[begin TEXT PROVIDED]

“Don’t let the world around you squeeze you into its own mould, but let God re-mould your minds from within.” (Romans 12:2)
The need for the Peace of Christ, which is not of this world, is pressing. The hour is late. Sinners struggling to be Christian in the USA should work hard now to be IN the “Super-American” but not OF it. Pursue “trinitarian communion in Christ” everywhere, all the time. This is a conscious effort to BE “the measure of yeast” referred to in the famous parable (Matthew 13:33).
I present the following method of prayer in hopes that this may prove useful to persons working towards that end:
The method is designed to help in the effort to “swim upstream” in contemporary midwestern American reality – a reality based on the personal car where 99.9 % of the people drive, no one ever walks and where public transportation is virtually nonexistent. The aim is not to be in the same place as other persons driving vehicles (although this may happen with some frequency through this effort). The aim is to be yourself “in Christ,” “loving thy neighbor as thyself” while navigating through “carland” without being subsumed within the “Super-American.”

[end TEXT PROVIDED]

**WORK INSTRUCTIONS**
a. In the text provided, what share of people drive in the contemporary midwestern American reality it describes?
b. List every phrase set in quotation marks in the paragraph of the text provided that begins "The method is designed".

[begin SUPPLIED INFORMATION]

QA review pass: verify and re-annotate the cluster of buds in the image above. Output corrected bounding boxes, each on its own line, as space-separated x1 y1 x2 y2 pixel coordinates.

[end SUPPLIED INFORMATION]

**THE REPLIES**
a. 99.9%

b.
"swim upstream"
"in Christ"
"loving thy neighbor as thyself"
"carland"
"Super-American"